> [Document]
☆ ☆ ☆ ☆ ☆
But in an interview with me earlier this year, Blackhawks president John McDonough and general manager Stan Bowman acknowledged that the hidden benefit of all that losing was that it allowed the franchise to start with a clean slate. There was no tradition to uphold anymore. The Blackhawks weren't beholden to their own history. They could remake themselves however they chose, and all they've done since is win two of the last four Stanley Cups.

But the Blackhawks didn't have to abandon their history. They abandoned a dumbass policy of not airing home games (that's good!), and they don't play as much theater organ as they used to (that's bad), but McDonough sells the tradition hard. Every player of relative consequence has been melodramatically feted in the time he's been here: Chelios, Roenick, Larmer, even Bob Probert had a special night. He didn't show up to it on time, but they had one for him. You can't say there's a clean slate when the team logo is treated as the most sacred image in human history.
☆ ☆ ☆ ☆ ☆
> [Data listing]
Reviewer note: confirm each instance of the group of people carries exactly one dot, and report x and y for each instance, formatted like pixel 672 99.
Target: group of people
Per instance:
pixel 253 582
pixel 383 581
☆ ☆ ☆ ☆ ☆
Could you pick up the passage on the Blackhawks and their history after its final sentence and write the paragraph that comes next?

The key, which the Oilers would do just as well to heed as the Flyers, is to treasure all your beloved players and then consign them to meaningless sinecures so that the decision-making is left to the grown-ups. Denis Savard is one of the best players of the 1980s, but was a terrible coach (and he was an assistant through like every bad head coach before him!), and now he just hangs out at sports bars in the suburbs for road games. To hear it from him, he likes this job better anyway. Bobby Clarke has no business being involved with hockey operations in 2013. Just pay him to go out and be Bobby Clarke.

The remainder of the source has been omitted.